Set problem: Turn the items, from the first line through the line containing "[195,162,242,180]", into a numbered list with no blank lines. Leave the pictures out of your answer.

Input data:
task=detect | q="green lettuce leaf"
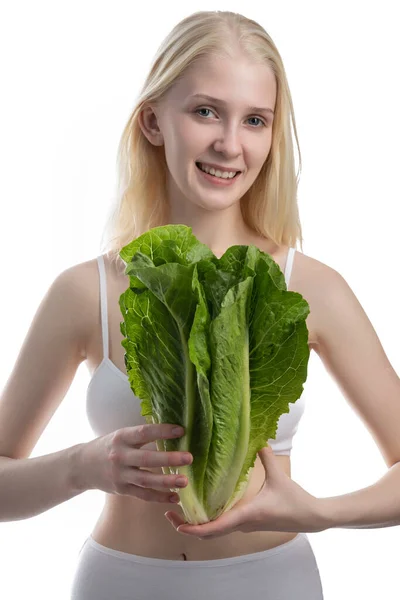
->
[119,225,309,523]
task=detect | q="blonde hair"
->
[101,11,303,272]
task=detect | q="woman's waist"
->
[92,495,297,560]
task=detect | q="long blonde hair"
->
[101,11,303,264]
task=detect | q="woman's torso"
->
[86,240,318,560]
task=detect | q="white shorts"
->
[71,533,323,600]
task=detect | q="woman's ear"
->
[138,106,164,146]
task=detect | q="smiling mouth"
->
[195,162,242,180]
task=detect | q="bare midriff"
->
[92,455,297,560]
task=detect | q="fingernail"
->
[172,427,185,435]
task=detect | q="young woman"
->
[0,11,400,600]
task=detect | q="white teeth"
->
[198,163,236,179]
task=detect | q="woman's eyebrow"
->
[189,94,274,114]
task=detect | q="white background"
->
[0,0,400,600]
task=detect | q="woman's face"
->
[142,56,276,210]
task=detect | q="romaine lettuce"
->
[119,225,310,524]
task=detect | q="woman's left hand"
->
[165,446,327,539]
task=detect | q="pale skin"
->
[0,48,400,560]
[142,56,400,537]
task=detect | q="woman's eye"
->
[195,107,266,129]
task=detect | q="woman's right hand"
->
[79,423,193,502]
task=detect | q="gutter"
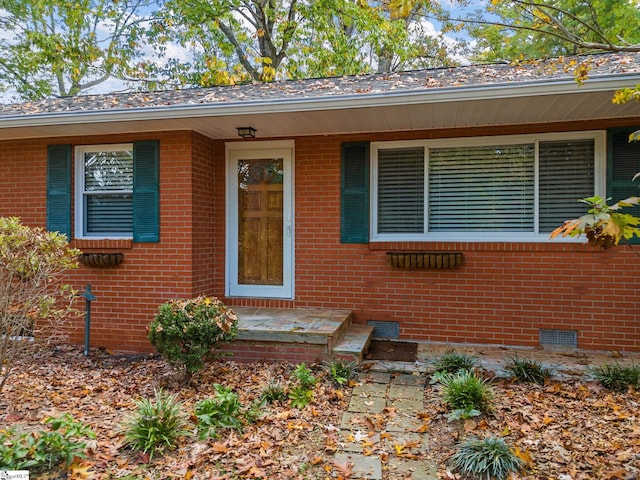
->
[0,73,640,128]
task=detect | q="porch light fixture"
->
[236,127,257,138]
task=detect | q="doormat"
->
[364,340,418,362]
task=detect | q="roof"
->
[0,53,640,139]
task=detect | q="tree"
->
[439,0,640,61]
[153,0,460,85]
[0,0,155,100]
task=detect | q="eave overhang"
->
[0,73,640,140]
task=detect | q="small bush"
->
[291,362,318,389]
[0,217,80,392]
[449,437,525,480]
[149,297,238,383]
[593,363,640,392]
[325,360,357,387]
[289,363,318,409]
[504,355,551,384]
[195,384,244,440]
[0,414,96,472]
[433,370,493,418]
[260,382,287,403]
[289,385,313,410]
[124,389,190,457]
[431,350,480,373]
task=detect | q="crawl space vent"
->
[367,320,400,338]
[540,328,578,348]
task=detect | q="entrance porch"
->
[222,307,373,364]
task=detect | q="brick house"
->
[0,54,640,358]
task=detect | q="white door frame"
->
[225,140,295,298]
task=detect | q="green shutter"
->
[340,142,369,243]
[607,127,640,244]
[47,145,71,240]
[133,141,160,242]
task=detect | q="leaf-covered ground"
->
[0,347,640,480]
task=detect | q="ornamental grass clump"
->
[593,363,640,392]
[123,389,191,458]
[504,355,551,385]
[432,370,493,420]
[431,350,480,373]
[149,296,238,383]
[449,436,526,480]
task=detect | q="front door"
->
[227,142,293,298]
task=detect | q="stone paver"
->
[335,452,383,480]
[389,383,424,402]
[352,383,387,398]
[336,344,640,480]
[349,397,386,414]
[335,372,436,480]
[383,458,438,480]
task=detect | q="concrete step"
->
[331,324,373,365]
[232,307,351,344]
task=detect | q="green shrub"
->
[195,384,244,440]
[123,389,190,457]
[325,360,357,387]
[431,350,480,373]
[593,363,640,392]
[289,363,318,409]
[504,355,551,384]
[0,414,96,472]
[149,297,238,383]
[289,385,313,409]
[433,370,493,418]
[449,437,526,480]
[260,382,287,403]
[0,217,80,392]
[291,362,318,388]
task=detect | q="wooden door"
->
[237,158,284,285]
[226,141,293,298]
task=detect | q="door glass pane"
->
[238,158,284,285]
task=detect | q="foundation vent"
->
[367,320,400,338]
[540,328,578,348]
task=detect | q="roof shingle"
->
[0,53,640,118]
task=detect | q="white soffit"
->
[0,78,640,139]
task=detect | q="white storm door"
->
[226,142,294,298]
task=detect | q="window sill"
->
[387,252,464,270]
[69,238,133,252]
[78,252,124,268]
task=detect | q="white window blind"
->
[428,143,535,232]
[83,150,133,235]
[539,139,595,233]
[378,147,424,233]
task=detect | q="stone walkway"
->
[335,372,437,480]
[335,344,640,480]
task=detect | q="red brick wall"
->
[0,132,199,351]
[0,118,640,351]
[227,119,640,351]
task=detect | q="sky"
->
[0,0,484,103]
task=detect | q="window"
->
[76,144,133,238]
[371,132,605,241]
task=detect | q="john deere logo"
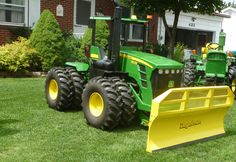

Response to this task:
1. task=detect | q="green lettuce leaf"
2. ->
3. [119,225,309,523]
4. task=detect | q="blonde hair"
5. ->
6. [101,11,303,272]
7. task=detect | q="woman's waist"
8. ->
9. [92,495,297,560]
10. task=detect | q="long blonde hair"
11. ->
12. [101,11,303,264]
13. task=detect | q="woman's torso"
14. ->
15. [86,240,318,560]
16. task=detect | q="white shorts"
17. ->
18. [71,533,323,600]
19. task=detect | q="woman's ear"
20. ->
21. [138,106,164,146]
22. task=detect | q="smiling mouth"
23. ->
24. [195,162,242,180]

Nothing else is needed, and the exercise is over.